• **What is asked**
Return the lines from the one containing "target: ship window" through the last line of the rows, both ends included, reproduced character for character.

Image box annotation records:

▼

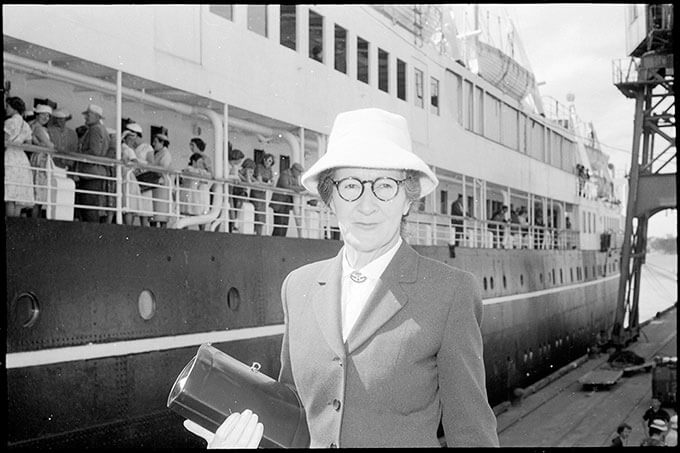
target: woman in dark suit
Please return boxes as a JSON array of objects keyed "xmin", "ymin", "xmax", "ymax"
[{"xmin": 185, "ymin": 109, "xmax": 498, "ymax": 447}]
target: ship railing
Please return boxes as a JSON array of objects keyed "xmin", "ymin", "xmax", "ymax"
[
  {"xmin": 405, "ymin": 212, "xmax": 579, "ymax": 250},
  {"xmin": 5, "ymin": 145, "xmax": 578, "ymax": 249}
]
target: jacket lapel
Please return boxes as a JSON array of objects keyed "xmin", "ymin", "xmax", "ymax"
[
  {"xmin": 312, "ymin": 249, "xmax": 345, "ymax": 357},
  {"xmin": 347, "ymin": 242, "xmax": 418, "ymax": 354}
]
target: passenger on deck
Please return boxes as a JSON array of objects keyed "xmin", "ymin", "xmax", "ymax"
[
  {"xmin": 47, "ymin": 109, "xmax": 78, "ymax": 170},
  {"xmin": 76, "ymin": 104, "xmax": 109, "ymax": 222},
  {"xmin": 270, "ymin": 162, "xmax": 305, "ymax": 236},
  {"xmin": 610, "ymin": 423, "xmax": 633, "ymax": 447},
  {"xmin": 150, "ymin": 134, "xmax": 172, "ymax": 227},
  {"xmin": 640, "ymin": 419, "xmax": 668, "ymax": 447},
  {"xmin": 227, "ymin": 148, "xmax": 247, "ymax": 233},
  {"xmin": 125, "ymin": 123, "xmax": 153, "ymax": 226},
  {"xmin": 179, "ymin": 153, "xmax": 211, "ymax": 226},
  {"xmin": 5, "ymin": 96, "xmax": 35, "ymax": 217},
  {"xmin": 30, "ymin": 104, "xmax": 54, "ymax": 218},
  {"xmin": 189, "ymin": 137, "xmax": 213, "ymax": 178},
  {"xmin": 642, "ymin": 397, "xmax": 671, "ymax": 435},
  {"xmin": 120, "ymin": 130, "xmax": 143, "ymax": 226},
  {"xmin": 250, "ymin": 153, "xmax": 274, "ymax": 235},
  {"xmin": 451, "ymin": 193, "xmax": 464, "ymax": 247},
  {"xmin": 185, "ymin": 109, "xmax": 498, "ymax": 448}
]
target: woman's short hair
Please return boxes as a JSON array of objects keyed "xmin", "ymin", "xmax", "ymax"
[
  {"xmin": 229, "ymin": 149, "xmax": 245, "ymax": 160},
  {"xmin": 151, "ymin": 134, "xmax": 170, "ymax": 147},
  {"xmin": 189, "ymin": 153, "xmax": 203, "ymax": 165},
  {"xmin": 6, "ymin": 96, "xmax": 26, "ymax": 115},
  {"xmin": 189, "ymin": 137, "xmax": 205, "ymax": 151}
]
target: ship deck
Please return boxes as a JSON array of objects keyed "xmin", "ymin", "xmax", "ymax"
[{"xmin": 497, "ymin": 304, "xmax": 677, "ymax": 447}]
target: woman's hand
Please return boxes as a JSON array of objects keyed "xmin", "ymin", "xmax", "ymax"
[{"xmin": 184, "ymin": 409, "xmax": 264, "ymax": 448}]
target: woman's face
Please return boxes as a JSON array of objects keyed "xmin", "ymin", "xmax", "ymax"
[
  {"xmin": 330, "ymin": 168, "xmax": 411, "ymax": 253},
  {"xmin": 36, "ymin": 112, "xmax": 50, "ymax": 126}
]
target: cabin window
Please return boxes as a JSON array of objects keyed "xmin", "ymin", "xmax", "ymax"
[
  {"xmin": 309, "ymin": 9, "xmax": 323, "ymax": 63},
  {"xmin": 484, "ymin": 93, "xmax": 501, "ymax": 142},
  {"xmin": 414, "ymin": 68, "xmax": 425, "ymax": 108},
  {"xmin": 335, "ymin": 24, "xmax": 347, "ymax": 74},
  {"xmin": 378, "ymin": 47, "xmax": 390, "ymax": 93},
  {"xmin": 473, "ymin": 87, "xmax": 484, "ymax": 135},
  {"xmin": 463, "ymin": 80, "xmax": 475, "ymax": 130},
  {"xmin": 397, "ymin": 58, "xmax": 406, "ymax": 101},
  {"xmin": 248, "ymin": 5, "xmax": 267, "ymax": 38},
  {"xmin": 357, "ymin": 36, "xmax": 369, "ymax": 83},
  {"xmin": 279, "ymin": 5, "xmax": 297, "ymax": 50},
  {"xmin": 439, "ymin": 190, "xmax": 449, "ymax": 214},
  {"xmin": 209, "ymin": 5, "xmax": 234, "ymax": 21},
  {"xmin": 430, "ymin": 77, "xmax": 439, "ymax": 115}
]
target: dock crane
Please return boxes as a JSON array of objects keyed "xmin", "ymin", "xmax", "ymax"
[{"xmin": 611, "ymin": 4, "xmax": 677, "ymax": 347}]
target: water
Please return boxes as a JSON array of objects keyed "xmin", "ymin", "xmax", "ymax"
[{"xmin": 639, "ymin": 253, "xmax": 678, "ymax": 322}]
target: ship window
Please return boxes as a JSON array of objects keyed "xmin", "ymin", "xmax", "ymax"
[
  {"xmin": 473, "ymin": 87, "xmax": 484, "ymax": 134},
  {"xmin": 248, "ymin": 5, "xmax": 267, "ymax": 37},
  {"xmin": 309, "ymin": 10, "xmax": 323, "ymax": 63},
  {"xmin": 430, "ymin": 77, "xmax": 439, "ymax": 115},
  {"xmin": 463, "ymin": 80, "xmax": 474, "ymax": 130},
  {"xmin": 335, "ymin": 24, "xmax": 347, "ymax": 74},
  {"xmin": 210, "ymin": 5, "xmax": 234, "ymax": 20},
  {"xmin": 439, "ymin": 190, "xmax": 449, "ymax": 215},
  {"xmin": 378, "ymin": 47, "xmax": 390, "ymax": 93},
  {"xmin": 397, "ymin": 58, "xmax": 406, "ymax": 101},
  {"xmin": 414, "ymin": 68, "xmax": 425, "ymax": 108},
  {"xmin": 357, "ymin": 36, "xmax": 369, "ymax": 83},
  {"xmin": 279, "ymin": 5, "xmax": 297, "ymax": 50}
]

▲

• **Result of this task**
target: ship window
Please return boxes as a JSON array of objects keyed "xmin", "ymin", "xmax", "ymax"
[
  {"xmin": 473, "ymin": 87, "xmax": 484, "ymax": 134},
  {"xmin": 248, "ymin": 5, "xmax": 267, "ymax": 37},
  {"xmin": 309, "ymin": 10, "xmax": 323, "ymax": 63},
  {"xmin": 430, "ymin": 77, "xmax": 439, "ymax": 115},
  {"xmin": 463, "ymin": 80, "xmax": 474, "ymax": 130},
  {"xmin": 335, "ymin": 24, "xmax": 347, "ymax": 74},
  {"xmin": 210, "ymin": 5, "xmax": 234, "ymax": 20},
  {"xmin": 439, "ymin": 190, "xmax": 449, "ymax": 215},
  {"xmin": 378, "ymin": 47, "xmax": 390, "ymax": 93},
  {"xmin": 397, "ymin": 58, "xmax": 406, "ymax": 101},
  {"xmin": 414, "ymin": 68, "xmax": 425, "ymax": 108},
  {"xmin": 357, "ymin": 36, "xmax": 369, "ymax": 83},
  {"xmin": 279, "ymin": 5, "xmax": 297, "ymax": 50}
]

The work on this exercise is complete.